> [Exercise requirements] Transcribe the records below exactly as they appear, omitting any pictures.

Data for the task Start Marker

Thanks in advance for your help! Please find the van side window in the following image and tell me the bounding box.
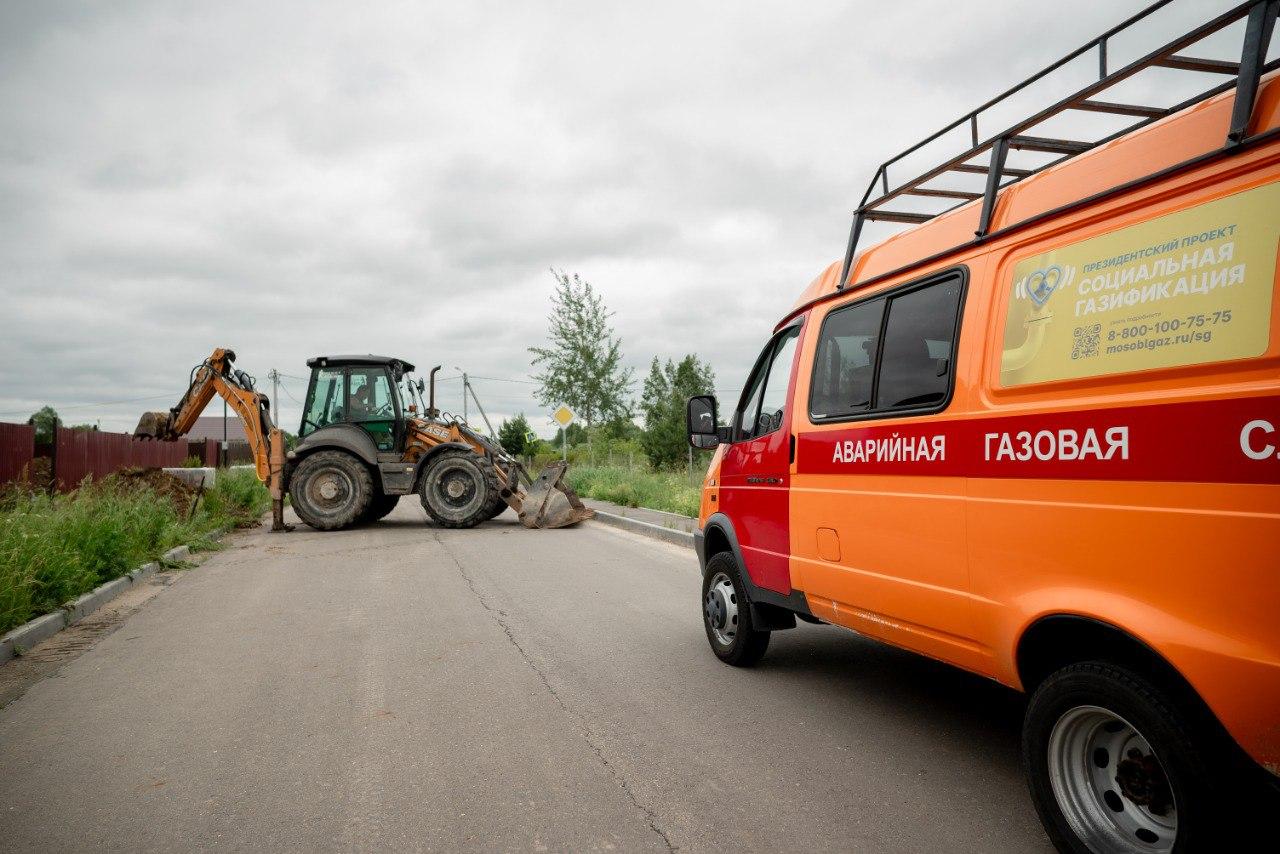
[809,272,963,421]
[876,277,962,408]
[810,299,884,418]
[737,325,801,441]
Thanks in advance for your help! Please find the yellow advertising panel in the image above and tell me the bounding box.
[1000,181,1279,387]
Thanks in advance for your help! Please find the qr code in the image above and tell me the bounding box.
[1071,323,1101,360]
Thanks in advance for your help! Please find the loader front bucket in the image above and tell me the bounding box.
[517,461,594,529]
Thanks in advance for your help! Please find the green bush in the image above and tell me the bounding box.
[564,465,701,518]
[0,469,270,635]
[200,468,271,531]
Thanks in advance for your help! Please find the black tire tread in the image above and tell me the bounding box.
[702,552,770,667]
[418,449,499,529]
[1023,660,1219,853]
[362,493,400,524]
[289,450,374,532]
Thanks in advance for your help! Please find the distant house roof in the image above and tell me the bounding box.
[188,416,249,442]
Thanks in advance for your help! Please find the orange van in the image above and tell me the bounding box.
[686,3,1279,851]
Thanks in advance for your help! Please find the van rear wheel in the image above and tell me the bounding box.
[701,552,770,667]
[1023,662,1221,853]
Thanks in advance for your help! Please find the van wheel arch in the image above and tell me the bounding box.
[1018,615,1192,696]
[702,524,734,574]
[1016,614,1276,832]
[1016,614,1235,752]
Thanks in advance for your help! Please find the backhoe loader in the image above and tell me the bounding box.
[135,348,592,532]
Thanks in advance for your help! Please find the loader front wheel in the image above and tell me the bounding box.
[289,450,374,531]
[419,449,498,529]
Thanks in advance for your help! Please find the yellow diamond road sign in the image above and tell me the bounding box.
[551,405,575,427]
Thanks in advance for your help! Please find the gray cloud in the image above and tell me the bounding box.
[2,0,1228,435]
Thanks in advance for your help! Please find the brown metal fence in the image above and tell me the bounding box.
[0,422,35,484]
[0,424,258,490]
[52,428,189,491]
[183,438,253,467]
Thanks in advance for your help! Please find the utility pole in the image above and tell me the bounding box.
[462,372,468,423]
[268,368,280,417]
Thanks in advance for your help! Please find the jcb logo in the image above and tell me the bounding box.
[1240,419,1279,460]
[1014,264,1076,307]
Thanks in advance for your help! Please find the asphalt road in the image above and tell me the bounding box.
[0,501,1051,852]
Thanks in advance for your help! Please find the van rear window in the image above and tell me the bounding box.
[1000,181,1280,387]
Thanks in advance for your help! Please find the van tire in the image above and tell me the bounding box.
[701,552,770,667]
[1023,661,1223,853]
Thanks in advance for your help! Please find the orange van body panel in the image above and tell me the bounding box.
[703,74,1280,772]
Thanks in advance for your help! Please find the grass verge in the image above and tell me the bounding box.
[563,465,701,518]
[0,468,269,636]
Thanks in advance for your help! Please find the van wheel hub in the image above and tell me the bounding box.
[1047,705,1176,852]
[704,572,739,646]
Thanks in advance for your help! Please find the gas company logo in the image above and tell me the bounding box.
[1014,264,1076,306]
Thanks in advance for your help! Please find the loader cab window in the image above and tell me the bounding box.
[348,368,399,452]
[301,367,345,437]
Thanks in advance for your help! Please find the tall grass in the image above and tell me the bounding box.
[0,469,269,636]
[564,465,701,518]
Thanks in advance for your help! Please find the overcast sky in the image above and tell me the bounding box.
[0,0,1247,436]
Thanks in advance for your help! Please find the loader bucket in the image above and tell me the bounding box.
[134,411,176,440]
[517,461,594,529]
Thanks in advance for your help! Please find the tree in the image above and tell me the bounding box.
[27,405,61,444]
[639,355,716,469]
[498,413,534,456]
[552,423,588,447]
[529,270,633,432]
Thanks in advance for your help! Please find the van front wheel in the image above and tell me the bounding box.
[701,552,770,667]
[1023,662,1218,853]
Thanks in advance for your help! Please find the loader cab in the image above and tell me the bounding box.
[300,355,413,453]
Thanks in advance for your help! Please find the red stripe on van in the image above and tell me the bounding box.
[796,395,1280,485]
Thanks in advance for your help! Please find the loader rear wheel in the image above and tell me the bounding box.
[419,449,498,529]
[289,450,373,531]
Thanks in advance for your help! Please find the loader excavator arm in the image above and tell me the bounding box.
[135,347,291,532]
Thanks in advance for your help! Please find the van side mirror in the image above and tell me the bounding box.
[687,395,721,450]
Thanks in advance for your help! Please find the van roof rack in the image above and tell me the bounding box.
[838,0,1279,290]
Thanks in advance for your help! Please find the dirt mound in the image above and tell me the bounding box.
[97,467,198,517]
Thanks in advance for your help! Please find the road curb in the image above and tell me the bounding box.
[0,534,221,664]
[589,509,695,550]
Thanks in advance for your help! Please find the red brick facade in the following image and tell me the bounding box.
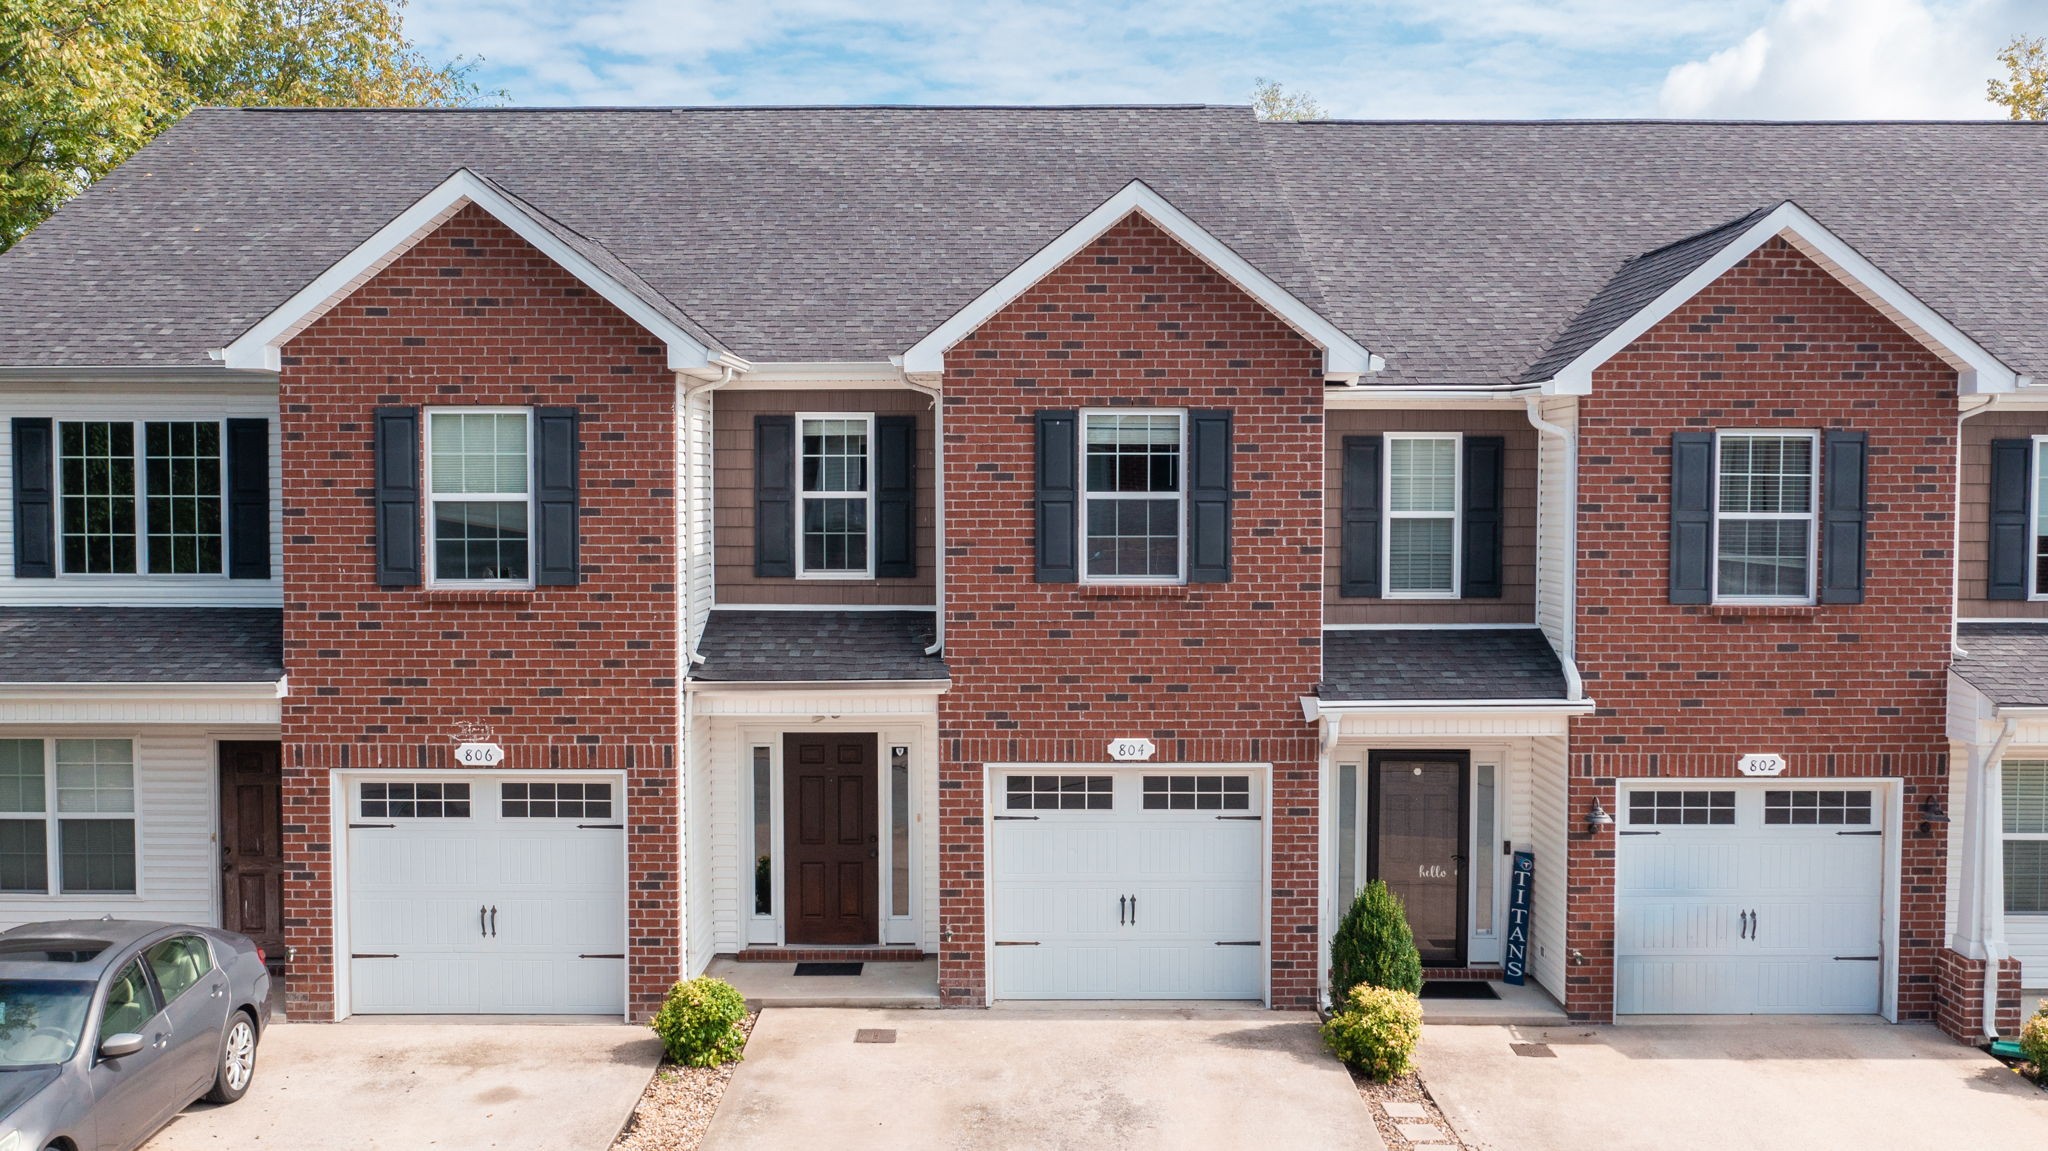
[1935,948,2027,1040]
[1569,238,1957,1022]
[275,205,680,1019]
[936,215,1327,1007]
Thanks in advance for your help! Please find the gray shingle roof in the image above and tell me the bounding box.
[1953,622,2048,708]
[692,609,946,683]
[1320,627,1567,702]
[0,607,282,684]
[9,110,2048,385]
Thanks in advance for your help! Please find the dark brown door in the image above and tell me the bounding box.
[218,741,284,959]
[783,734,878,945]
[1369,751,1469,966]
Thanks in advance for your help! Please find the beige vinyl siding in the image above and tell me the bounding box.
[1959,410,2048,618]
[713,389,935,604]
[1325,408,1537,624]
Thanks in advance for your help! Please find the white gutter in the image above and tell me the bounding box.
[1980,715,2020,1039]
[902,377,946,656]
[1305,696,1597,717]
[1524,396,1585,701]
[683,679,951,694]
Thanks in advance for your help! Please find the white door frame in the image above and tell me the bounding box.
[329,767,631,1022]
[1610,776,1902,1022]
[739,724,926,949]
[980,761,1274,1005]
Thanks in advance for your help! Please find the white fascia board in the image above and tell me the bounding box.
[724,362,913,390]
[682,678,950,693]
[901,179,1376,380]
[1314,698,1596,715]
[217,169,717,374]
[1536,202,2017,396]
[1324,385,1540,410]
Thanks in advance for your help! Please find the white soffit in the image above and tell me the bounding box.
[1537,201,2019,396]
[216,169,717,374]
[900,179,1379,382]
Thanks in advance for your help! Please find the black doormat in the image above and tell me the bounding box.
[794,962,864,977]
[1420,980,1499,1000]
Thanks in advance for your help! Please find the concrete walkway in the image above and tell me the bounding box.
[703,1006,1380,1150]
[1420,1018,2048,1151]
[144,1018,661,1151]
[706,957,941,1008]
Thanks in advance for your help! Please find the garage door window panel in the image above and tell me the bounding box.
[427,410,531,585]
[1714,431,1817,603]
[359,781,471,819]
[1764,789,1873,826]
[500,781,611,820]
[1627,789,1735,826]
[2005,761,2048,916]
[1005,775,1112,811]
[1082,412,1183,582]
[1140,775,1250,811]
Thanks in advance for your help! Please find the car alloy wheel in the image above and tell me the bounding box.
[222,1017,256,1092]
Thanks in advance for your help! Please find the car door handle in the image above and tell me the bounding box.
[210,982,225,999]
[152,1032,169,1050]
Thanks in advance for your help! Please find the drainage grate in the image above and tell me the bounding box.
[1510,1043,1555,1058]
[854,1029,897,1044]
[793,962,863,976]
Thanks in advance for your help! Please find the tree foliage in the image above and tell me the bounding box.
[1,0,497,249]
[1988,34,2048,121]
[1251,77,1325,122]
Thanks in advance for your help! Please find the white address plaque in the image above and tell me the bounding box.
[455,742,506,767]
[1108,738,1157,762]
[1736,753,1785,777]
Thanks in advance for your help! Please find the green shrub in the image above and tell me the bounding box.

Data for the task End Marker

> [Expected answer]
Thanks in advance for your help! Please find the van side window in the following image and tell me the bounding box.
[809,272,963,421]
[876,277,962,408]
[810,299,884,418]
[737,325,801,441]
Thanks in advance for your help! Please find the yellow advertising panel in the image above and tell me the bounding box.
[1000,181,1279,387]
Thanks in advance for your help! Please find the qr code in the image above and tell me the bounding box.
[1071,323,1101,360]
Thanks in advance for your help! Please find the loader front bucket in the image above and tell me the bounding box.
[517,461,594,529]
Thanks in advance for your help! Please find the green bush in the image above and tell me the bounding box.
[564,465,701,518]
[0,469,270,635]
[200,468,271,531]
Thanks in advance for your help! Please find the black tire tread in the image above and tell me the bounding box.
[702,552,770,667]
[418,449,499,529]
[1023,660,1219,853]
[362,493,400,524]
[289,450,374,532]
Thanks in advance for your help! Please find the distant house roof in the image above and tell me the bounding box.
[188,416,249,442]
Thanks in advance for your help! Please find the orange van in the image above and tell me the bounding box.
[686,3,1279,851]
Thanks in advance for your help! Please find the van rear wheel in the image above and tell me the bounding box.
[701,552,770,667]
[1023,662,1221,853]
Thanks in advance for your help! Please find the van wheel arch in the image above and tell me the bounding box.
[1018,615,1192,696]
[702,524,734,574]
[1016,614,1276,832]
[1016,614,1235,752]
Thanks in advance for your help! Please find the backhoe loader in the image above and tell me the bounding box.
[135,348,592,532]
Thanks in advance for your help! Please find the loader front wheel in the image above and tell me the bounding box.
[289,450,374,531]
[419,449,498,529]
Thanks in advance for your help! Please find the yellow diamond road sign in the image above and tell me the bounding box.
[551,405,575,427]
Thanks in advance for your help! Please find the gray cloud in the image above and tell me the bounding box.
[2,0,1228,435]
Thanks in advance for your help! Please find the brown metal fence in the image above and tell me the bounding box.
[0,422,35,484]
[0,424,258,490]
[52,428,189,491]
[183,438,253,467]
Thanks in advance for your help! Please find the utility pole in the image above and tell me the bounding box.
[462,372,468,423]
[268,368,280,417]
Thanks in advance for your help! Please find the jcb logo in the image above and tell me the bounding box.
[1240,419,1279,460]
[1014,264,1076,307]
Thanks in advance for your help! Please find the asphalt road in the image above and tell me the bounding box.
[0,501,1051,852]
Thanks in advance for your help! Please find the van rear window in the image above and tell me the bounding box.
[1000,181,1280,387]
Thanks in advance for your help! Please find the van tire in the image above and tell me the bounding box.
[701,552,770,667]
[1023,661,1223,853]
Thanks in advance for your help! Please find the orange van body panel in the image above and tell me the bounding box.
[703,74,1280,772]
Thanks in advance for your help! Please find the grass verge in the image above and tell me the bounding box.
[563,465,701,518]
[0,468,269,636]
Thanks in advance for your help! Please find the van wheel hub in the image above and tell me the bounding box.
[1047,705,1176,852]
[704,572,739,646]
Thanks in advance for your help! Please find the gas company logo in the image above and tell me the bounding box.
[1014,264,1076,306]
Thanks in advance for your help! Please find the loader cab window in the image above and tell me the bounding box.
[348,368,399,452]
[301,367,345,437]
Thanks in advance for your help! Please find the tall grass in the image above and tell me the bounding box.
[0,469,269,636]
[564,465,701,518]
Thanks in advance for your help! Please find the overcast sky in the image above and tell me the bounding box.
[0,0,1247,436]
Thanks in advance for your help! Please find the loader bucket in the image above and tell me the bounding box.
[134,411,176,440]
[517,461,594,529]
Thanks in advance for your help! Please find the tree in the image above and tell me the bounding box.
[27,405,61,444]
[639,355,716,469]
[498,413,534,456]
[552,423,588,447]
[529,270,633,432]
Thanks in advance for your help! Please find the van front wheel in the image above and tell me the bounding box.
[701,552,770,667]
[1023,662,1218,853]
Thanks in advance for your help! Please find the loader cab in the image above and tell me the bounding box.
[300,355,413,453]
Thanks in advance for your help! Please find the red stripe on van in the image above and tell me the bounding box.
[796,395,1280,485]
Thanks in advance for your help! Please find the loader rear wheel in the image above and tell me the bounding box.
[419,449,498,529]
[289,450,373,531]
Thanks in advance for your help! Please find the loader excavator arm in the image above and tell me the bounding box.
[135,347,291,532]
Thanks in advance for your help! Please find the van side mirror in the image above and tell me the bounding box.
[687,395,721,450]
Thanks in advance for your help! Please find the van roof rack in the image above and tell me the bounding box.
[838,0,1279,290]
Thanks in advance for your help! Please find the dirt mound in the image above and tell me the bounding box.
[97,467,198,517]
Thanks in advance for your help! Please find the road curb in the image above and tell me the bounding box.
[0,534,221,664]
[589,509,695,550]
Thanks in advance for your help! Please find the red brick facade in the following image and tell me the bounding box.
[1935,948,2027,1040]
[1569,238,1957,1022]
[275,205,680,1019]
[936,215,1327,1007]
Thanks in advance for your help! Please find the gray shingle roof in the image above and tell me the bounding box.
[1953,622,2048,708]
[692,609,946,683]
[1320,627,1567,702]
[0,607,282,684]
[9,110,2048,385]
Thanks in advance for your help! Please find the dark brown door in the image above and tell me the bounding box.
[218,741,284,959]
[783,734,878,945]
[1369,751,1469,966]
Thanks in advance for your help! Please find the beige vinyl siding in the image above and tell me the bounding box.
[1959,410,2048,618]
[713,389,935,604]
[1325,408,1537,624]
Thanks in advance for your help! Please find the white gutter in the image above and tell me the bounding box.
[1980,715,2020,1039]
[902,377,946,656]
[1305,696,1597,717]
[1524,396,1585,701]
[683,679,951,694]
Thanks in advance for your help! Please find the white door frame in the image above and tell me the bounding box.
[329,767,631,1022]
[1610,776,1902,1022]
[739,724,926,949]
[980,761,1274,1005]
Thanks in advance for your help! Please find the white fascia board in the image above and tell me the bounding box.
[724,362,913,390]
[682,678,950,693]
[901,179,1376,380]
[1314,698,1596,715]
[217,169,717,374]
[1536,202,2017,396]
[1324,385,1540,410]
Thanks in advance for your help! Please find the white soffit in the image above and tell me the bounding box.
[1537,201,2019,396]
[216,169,717,374]
[900,179,1379,382]
Thanks in advance for your help! Please find the black doormat in the image above and tell me the bounding box.
[794,962,864,977]
[1420,980,1499,1000]
Thanks in advance for your help! Please find the concrete walkway in the image above and tell me the bounding box.
[703,1006,1380,1150]
[1420,1018,2048,1151]
[144,1018,661,1151]
[706,957,941,1008]
Thanks in advance for your help! Please find the garage door window panel in the image above and tell me the bounding box.
[427,410,531,585]
[1714,431,1817,603]
[359,781,471,819]
[1764,789,1873,826]
[500,781,611,820]
[1627,789,1735,826]
[2005,761,2048,916]
[1005,775,1112,811]
[1082,412,1183,582]
[1140,775,1250,811]
Thanks in advance for your help! Please find the car alloy wheel in the image above and tell me the bounding box.
[222,1017,256,1092]
Thanks in advance for your help! Please find the car door handle in the image above and tell me the bounding box.
[210,982,225,999]
[152,1032,169,1050]
Thanks in advance for your help! Please find the drainage grate in the image above and tell me the bounding box.
[1510,1043,1555,1058]
[854,1029,897,1044]
[793,962,863,976]
Thanks in advance for your help! Please find the tree foliage in the image above and tell me the bounding box.
[1,0,497,249]
[1988,34,2048,121]
[1251,77,1325,122]
Thanks in advance for your help! Please find the white address plaque in the image above and tell me the bounding box.
[455,742,506,767]
[1108,738,1157,762]
[1736,753,1785,777]
Thanks in advance for your help! Please find the green shrub in the image above and tell me the bounding box.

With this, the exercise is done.